━━ AVAILABLE RECORDS

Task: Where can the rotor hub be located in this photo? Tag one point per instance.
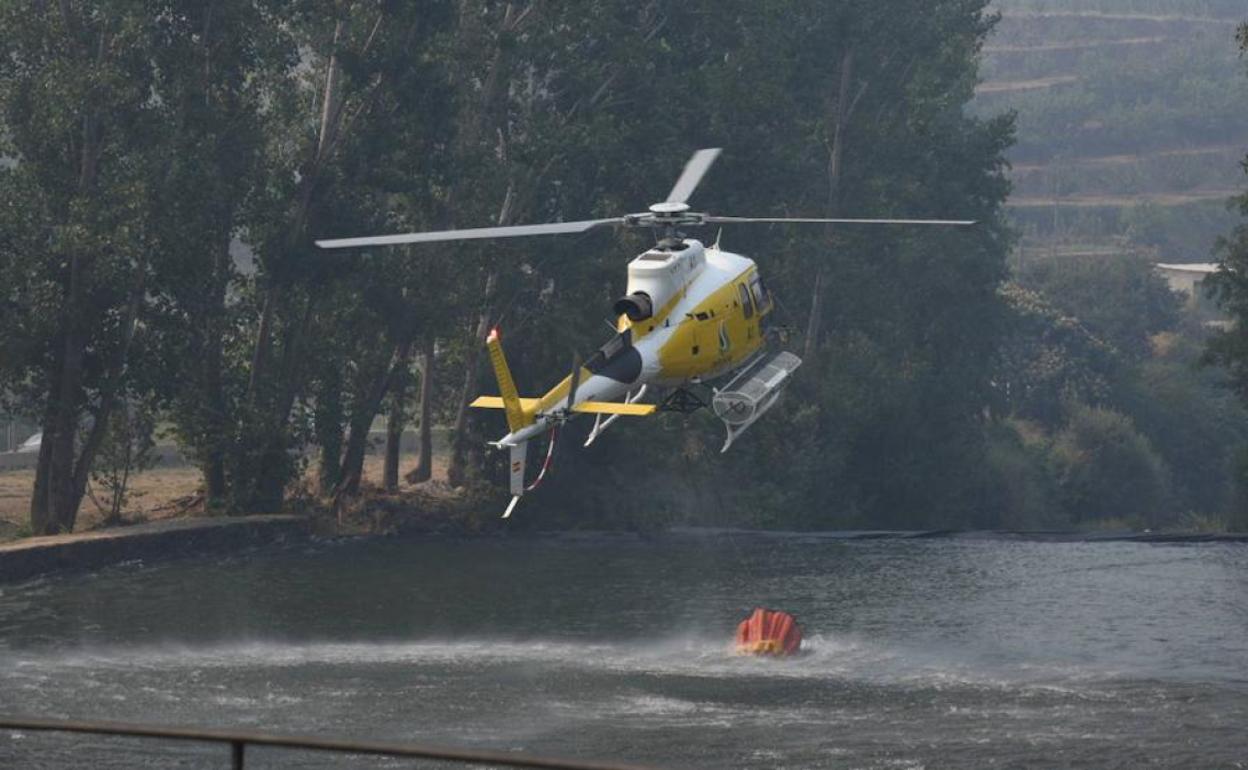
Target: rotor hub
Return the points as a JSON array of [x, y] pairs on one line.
[[668, 209]]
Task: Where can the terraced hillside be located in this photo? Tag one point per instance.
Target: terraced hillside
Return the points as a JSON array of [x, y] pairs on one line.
[[1132, 120]]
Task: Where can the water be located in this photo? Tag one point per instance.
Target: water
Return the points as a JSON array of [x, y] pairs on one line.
[[921, 653]]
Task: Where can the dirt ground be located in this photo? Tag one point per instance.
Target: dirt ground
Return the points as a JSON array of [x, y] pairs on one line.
[[159, 493]]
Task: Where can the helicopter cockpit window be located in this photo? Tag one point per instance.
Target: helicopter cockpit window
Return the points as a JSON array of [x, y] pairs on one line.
[[761, 298], [617, 360]]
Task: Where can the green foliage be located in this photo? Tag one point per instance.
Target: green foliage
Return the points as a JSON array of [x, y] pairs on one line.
[[1021, 489], [1048, 360], [126, 451], [1107, 469], [1120, 298]]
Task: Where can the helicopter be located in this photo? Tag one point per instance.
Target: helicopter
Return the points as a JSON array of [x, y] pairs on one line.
[[692, 315]]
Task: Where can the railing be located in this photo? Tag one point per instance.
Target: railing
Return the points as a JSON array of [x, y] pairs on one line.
[[238, 740]]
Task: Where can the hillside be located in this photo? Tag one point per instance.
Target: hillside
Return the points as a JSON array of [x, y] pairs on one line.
[[1131, 121]]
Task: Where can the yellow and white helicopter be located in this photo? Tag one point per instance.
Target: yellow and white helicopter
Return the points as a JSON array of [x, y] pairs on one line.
[[692, 313]]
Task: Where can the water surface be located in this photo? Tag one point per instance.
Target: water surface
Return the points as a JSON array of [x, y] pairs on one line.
[[920, 653]]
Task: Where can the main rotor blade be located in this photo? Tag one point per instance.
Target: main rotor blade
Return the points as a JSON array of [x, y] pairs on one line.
[[469, 235], [820, 221], [694, 170]]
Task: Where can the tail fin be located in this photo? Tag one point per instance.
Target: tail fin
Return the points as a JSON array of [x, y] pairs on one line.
[[517, 417]]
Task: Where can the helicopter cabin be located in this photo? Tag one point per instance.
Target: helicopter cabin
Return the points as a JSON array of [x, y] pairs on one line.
[[658, 276]]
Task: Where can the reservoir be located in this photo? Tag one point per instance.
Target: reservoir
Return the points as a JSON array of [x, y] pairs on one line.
[[922, 653]]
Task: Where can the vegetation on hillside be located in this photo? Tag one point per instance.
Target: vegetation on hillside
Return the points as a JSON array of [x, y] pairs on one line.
[[150, 140]]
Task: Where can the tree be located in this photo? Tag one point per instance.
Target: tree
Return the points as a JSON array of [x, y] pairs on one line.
[[78, 115]]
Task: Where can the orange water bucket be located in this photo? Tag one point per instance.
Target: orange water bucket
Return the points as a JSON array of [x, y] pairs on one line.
[[768, 632]]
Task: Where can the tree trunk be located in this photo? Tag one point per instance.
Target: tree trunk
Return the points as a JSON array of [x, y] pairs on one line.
[[394, 424], [327, 424], [457, 467], [362, 421], [214, 391], [816, 312], [838, 116], [423, 469]]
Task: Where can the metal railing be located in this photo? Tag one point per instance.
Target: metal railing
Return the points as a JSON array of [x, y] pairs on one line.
[[238, 740]]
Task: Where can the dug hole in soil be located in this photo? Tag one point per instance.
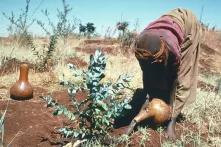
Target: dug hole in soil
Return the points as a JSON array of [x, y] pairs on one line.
[[30, 123]]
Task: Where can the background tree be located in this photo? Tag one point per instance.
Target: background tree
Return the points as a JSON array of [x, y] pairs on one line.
[[90, 29], [64, 27], [82, 29], [20, 24], [122, 26]]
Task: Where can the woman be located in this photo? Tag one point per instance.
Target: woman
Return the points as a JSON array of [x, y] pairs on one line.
[[168, 54]]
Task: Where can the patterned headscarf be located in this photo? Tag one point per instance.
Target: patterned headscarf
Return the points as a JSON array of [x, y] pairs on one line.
[[159, 56]]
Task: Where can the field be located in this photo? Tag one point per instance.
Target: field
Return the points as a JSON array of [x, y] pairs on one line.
[[31, 123]]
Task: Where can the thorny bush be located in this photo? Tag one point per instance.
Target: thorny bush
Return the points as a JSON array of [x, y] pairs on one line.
[[96, 113]]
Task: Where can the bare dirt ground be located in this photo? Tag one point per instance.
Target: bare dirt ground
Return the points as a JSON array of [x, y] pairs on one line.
[[30, 123]]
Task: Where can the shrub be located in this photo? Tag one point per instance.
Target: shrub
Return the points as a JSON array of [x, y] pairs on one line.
[[87, 30], [102, 105], [45, 58], [19, 26]]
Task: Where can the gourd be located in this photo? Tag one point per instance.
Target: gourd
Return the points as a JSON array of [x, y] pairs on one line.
[[22, 89], [157, 109]]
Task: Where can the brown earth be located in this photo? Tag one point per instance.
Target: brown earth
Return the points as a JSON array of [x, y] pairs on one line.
[[30, 123], [77, 62]]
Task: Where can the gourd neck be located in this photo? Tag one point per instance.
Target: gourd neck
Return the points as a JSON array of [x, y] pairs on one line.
[[24, 73]]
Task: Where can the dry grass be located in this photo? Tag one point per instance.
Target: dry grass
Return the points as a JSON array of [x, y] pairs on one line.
[[205, 112]]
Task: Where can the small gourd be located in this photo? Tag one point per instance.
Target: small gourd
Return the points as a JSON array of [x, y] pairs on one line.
[[22, 89], [157, 109]]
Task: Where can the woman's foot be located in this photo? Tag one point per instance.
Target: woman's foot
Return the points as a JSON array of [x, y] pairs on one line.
[[171, 129]]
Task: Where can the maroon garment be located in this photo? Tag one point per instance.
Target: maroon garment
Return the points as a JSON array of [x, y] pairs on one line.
[[170, 31]]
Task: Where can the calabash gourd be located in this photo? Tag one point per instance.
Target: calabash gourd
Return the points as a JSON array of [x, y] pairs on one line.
[[22, 89]]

━━━━

All records must be output exactly as they are, except for the pictures, which are left out.

Task: Where can the rotor hub be located in this photo? Tag one point per instance.
Target: rotor hub
Return the points as a JSON array of [x, y] pairs on one line.
[[668, 209]]
Task: Where can the terraced hillside be located in this photo? Tag one point per instance.
Target: terraced hillside
Return the points as a JSON array of [x, y] pairs on one line.
[[1132, 120]]
Task: Where can the water be located in this photo? Tag one point per instance.
Target: water
Return the points as a JSON array of [x, y] pairs on one line.
[[921, 653]]
Task: Where can the dirt ground be located in this photo? Tag one point per instance.
Target: dirt ground
Return the points as a JSON array of [x, y] pairs on one line.
[[159, 493]]
Task: Where can the helicopter cockpit window be located in this photo? Tag one point per instance.
Target: helicopter cockpit window
Return the points as a JSON array of [x, y] pairs on one line.
[[761, 298], [617, 360]]
Task: Where can the green foliage be located in this photo? Tag one point per instance.
Target: green foliage
Return the points as a JSON array of [x, y] pairs on one line.
[[1021, 489], [1048, 360], [126, 451], [1107, 469], [1120, 298]]
Task: Where can the helicopter be located in this photo? Tag one point per instance.
Target: helicopter
Return the points as a JSON array of [x, y] pairs on one line.
[[692, 315]]
Task: Where can the railing be located in this photo? Tag one point per instance.
Target: railing
Return the points as a JSON array of [x, y] pairs on one line.
[[238, 740]]
Task: Where can the hillside be located in this photo? Tag one point per instance.
Target: hillside
Return the points as a JSON array of [x, y] pairs on one line.
[[1131, 121]]
Task: Where can the yellow and white helicopter be located in this photo? Tag one point per instance.
Target: yellow and white helicopter
Return the points as a JSON array of [x, y] pairs on one line.
[[692, 313]]
Task: Where can the water surface be located in this photo? Tag one point per instance.
Target: water surface
Return the points as a JSON array of [x, y] pairs on one line.
[[920, 653]]
Task: Where can the main rotor blade be located in this photo? Tag one point per instance.
Target: main rotor blade
Return the points as a JSON array of [x, y] pairs on one line.
[[469, 235], [820, 221], [694, 170]]
Task: Where can the tail fin be located in this photo? Tag one point per instance.
Target: tail fin
Return the points as a JSON array of [x, y] pairs on one line.
[[517, 417]]
Task: Where can the helicopter cabin be located in this photo? Tag one point per instance.
Target: helicopter cabin
Return the points as a JSON array of [x, y] pairs on one line.
[[658, 276]]
Task: Where can the reservoir be located in this photo? Tag one point per instance.
Target: reservoir
Return the points as a JSON array of [x, y] pairs on one line.
[[922, 653]]
Task: Where can the vegetation on hillside be located in this photo? Tag one point per instance.
Target: vegetation on hillside
Return the points as a JSON array of [x, y] pairs on one line.
[[150, 140]]
Task: Where can the tree be located in this photo? Tag one point per instance.
Target: tree
Return the points as a JSON array of [x, y] pairs on one line.
[[78, 115]]
Task: Where can the orange water bucket be located in this photo? Tag one point per instance.
Target: orange water bucket
Return the points as a JSON array of [x, y] pairs on one line.
[[768, 632]]
Task: Where can the tree trunk be located in this photo? Tag one point per instance.
Target: tree trunk
Return the points as a JSON array of [x, y] pairs on one line.
[[394, 424], [327, 424], [457, 467], [362, 421], [214, 391], [816, 312], [838, 116], [423, 469]]
Task: Where can the metal railing be located in this photo? Tag one point per instance.
Target: metal railing
Return the points as a JSON array of [x, y] pairs on one line.
[[238, 740]]
Task: Where can the dug hole in soil be located in this photo? Tag one point per instance.
Target: dug hole in soil
Return the points as a JSON array of [x, y] pairs on one line.
[[30, 123]]
Task: Where can the background tree be located in this photo? Tag one point per instance.
Target: background tree
Return the points as a JSON array of [x, y] pairs on one line.
[[90, 29], [64, 27], [82, 29], [20, 24], [122, 26]]
Task: Where can the woman be located in this photo? Tag one point per instance.
Target: woman
Return the points as a JSON array of [x, y] pairs on one line.
[[168, 54]]
Task: Where can the patterned headscarf be located in this photo? Tag one point per instance.
Target: patterned headscarf
Return the points as a JSON array of [x, y] pairs on one line.
[[159, 56]]
Task: Where can the field be located in this photo? Tag one point per instance.
Target: field
Return the points as a JSON array of [x, y] pairs on one line.
[[31, 123]]
Task: Where can the thorny bush be located in this photo? Tag one point per instance.
Target: thorny bush
Return the points as a JSON array of [x, y] pairs on one line.
[[96, 113]]
Task: Where can the bare dirt ground be located in this photo? Tag one point per instance.
Target: bare dirt ground
Return the points as a JSON array of [x, y] pairs on one line.
[[30, 123]]
Task: Where can the shrub be located in this photo? Tag one point per instance.
Target: shrub
Return the points as a JSON array of [x, y] pairs on one line.
[[87, 30], [102, 105], [45, 58], [19, 26]]
Task: Where can the gourd be located in this photo? Tag one point per instance.
Target: gourd
Return the points as a JSON array of [x, y] pairs on one line.
[[22, 89], [157, 109]]
Task: Where can the brown earth be located in this photo? Tag one point per instance.
Target: brown earth
Return the points as a JSON array of [x, y] pairs on one line.
[[30, 123], [77, 62]]
Task: Where can the gourd neck be located in this photo? Tag one point per instance.
Target: gourd neck
Return the points as a JSON array of [x, y] pairs on one line.
[[24, 73]]
Task: Where can the dry grass be located in this photo? Tag one point per instance.
Target: dry grass
Return the points as a JSON array of [x, y] pairs on one line.
[[205, 112]]
Task: Where can the small gourd be located in this photo? Tag one point per instance.
Target: small gourd
Return the points as a JSON array of [x, y] pairs on one line.
[[22, 89], [157, 109]]
Task: Where can the woman's foot be located in this photo? Tag one point per instance.
Target: woman's foot
Return the points as a JSON array of [x, y] pairs on one line.
[[171, 129]]
Task: Where can the maroon garment be located in this photo? Tag one point per instance.
Target: maroon garment
Return the points as a JSON array of [x, y] pairs on one line.
[[170, 31]]
Task: Where can the calabash gourd be located in this photo? Tag one point per instance.
Target: calabash gourd
Return the points as a JSON array of [x, y] pairs on one line.
[[22, 89]]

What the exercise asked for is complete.